What to work on -
Extend the personal post about 1 Corinthians 13 and never having had a boyfriend, picking up right after its last sentence.

Page text -

-- Opening Marker --

1 Corinthians 13:4-8
4 Love is patient, love is kind. It does not envy, it does not boast, it is not proud. 5 It does not dishonor others, it is not self-seeking, it is not easily angered, it keeps no record of wrongs. 6 Love does not delight in evil but rejoices with the truth.7 It always protects, always trusts, always hopes, always perseveres. 8 Love never fails.I'm a 19 almost 20 year old women, and I have never had a boyfriend. I have never experienced Love, nor have I experienced the worldy things that come along with a boyfriend/girlfriend relationship. For the longest time I thought this was bad, and I thought I was alone forever. I really didn't take into consideration the Lords will. Being almost 20 and in my first year of university, gaining new friends and talking about relationships and how much I've missed out, and how much they experienced I found myself always jealous because that's what I have so longed to have. It's really bothered me that I haven't been able to experience these things, and I started to feel like I would never get to. I was convinced that I was going to be single for the rest of my life. That is was the Lords will that I stay single and never experience a boyfriend, husband, and ultimately love.

-- Closing Marker --

Pointing data for referring expressions -
-- Opening Marker --

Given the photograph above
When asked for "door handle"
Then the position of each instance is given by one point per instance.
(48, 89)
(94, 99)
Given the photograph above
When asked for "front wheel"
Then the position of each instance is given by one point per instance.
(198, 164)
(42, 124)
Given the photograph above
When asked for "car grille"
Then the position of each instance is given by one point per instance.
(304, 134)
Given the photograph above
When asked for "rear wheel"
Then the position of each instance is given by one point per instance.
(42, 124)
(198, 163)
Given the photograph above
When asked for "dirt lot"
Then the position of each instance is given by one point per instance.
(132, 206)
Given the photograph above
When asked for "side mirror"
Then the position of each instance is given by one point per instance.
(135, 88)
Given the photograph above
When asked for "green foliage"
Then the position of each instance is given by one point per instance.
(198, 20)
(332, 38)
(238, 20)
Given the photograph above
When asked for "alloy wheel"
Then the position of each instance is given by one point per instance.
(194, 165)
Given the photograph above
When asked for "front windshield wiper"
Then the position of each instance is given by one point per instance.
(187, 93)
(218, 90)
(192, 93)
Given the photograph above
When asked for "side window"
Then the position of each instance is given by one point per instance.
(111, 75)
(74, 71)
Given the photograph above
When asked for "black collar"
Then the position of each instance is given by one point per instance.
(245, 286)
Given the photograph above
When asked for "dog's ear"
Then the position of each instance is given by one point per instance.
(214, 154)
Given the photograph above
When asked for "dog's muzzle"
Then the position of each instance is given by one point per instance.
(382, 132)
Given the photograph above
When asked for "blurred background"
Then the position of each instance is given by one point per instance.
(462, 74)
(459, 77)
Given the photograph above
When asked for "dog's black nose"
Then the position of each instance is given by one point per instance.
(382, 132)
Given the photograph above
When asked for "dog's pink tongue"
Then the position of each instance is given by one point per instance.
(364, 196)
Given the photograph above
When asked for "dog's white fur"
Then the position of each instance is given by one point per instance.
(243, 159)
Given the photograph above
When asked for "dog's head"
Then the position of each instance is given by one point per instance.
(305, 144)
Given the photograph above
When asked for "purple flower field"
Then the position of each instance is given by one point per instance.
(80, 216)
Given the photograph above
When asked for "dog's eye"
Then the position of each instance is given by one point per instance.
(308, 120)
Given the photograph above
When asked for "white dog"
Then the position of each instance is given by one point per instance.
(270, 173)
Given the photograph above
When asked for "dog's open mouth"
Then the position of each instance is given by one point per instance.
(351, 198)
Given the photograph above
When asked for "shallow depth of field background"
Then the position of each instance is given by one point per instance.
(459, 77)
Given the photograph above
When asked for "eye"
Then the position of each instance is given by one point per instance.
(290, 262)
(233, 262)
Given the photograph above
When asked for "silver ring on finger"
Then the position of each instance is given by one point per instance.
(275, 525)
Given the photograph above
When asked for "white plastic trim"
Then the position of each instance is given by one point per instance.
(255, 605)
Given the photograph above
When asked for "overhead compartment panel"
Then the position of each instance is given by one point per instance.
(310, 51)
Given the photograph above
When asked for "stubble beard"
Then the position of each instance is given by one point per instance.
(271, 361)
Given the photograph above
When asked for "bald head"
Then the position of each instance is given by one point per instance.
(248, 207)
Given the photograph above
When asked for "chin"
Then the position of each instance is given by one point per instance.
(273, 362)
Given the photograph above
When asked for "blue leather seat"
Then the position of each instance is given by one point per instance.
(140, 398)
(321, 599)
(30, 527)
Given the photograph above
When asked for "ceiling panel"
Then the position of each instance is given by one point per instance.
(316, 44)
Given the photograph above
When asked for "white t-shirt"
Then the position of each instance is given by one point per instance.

-- Closing Marker --

Solved exercise -
As this year has gone on, God has really been working in my life to show me that it is not my time. I always had the picture in my mind that I would live happily ever after with my husband until we died. We would grow old with each other, and we would be highschool, or even university sweethearts. Once the idea of highschool sweethearts was a bust, that's when I began to think God didn't have a mate for me. But as I read through the Corinthians Paul is reminding me that Love is Patient, and that in time my "other half" I guess you could say will come. I am not usually the one to be hung up on the fact about love, or even really want it. I guess I just never really shared it or indulged in that lonliness in my life.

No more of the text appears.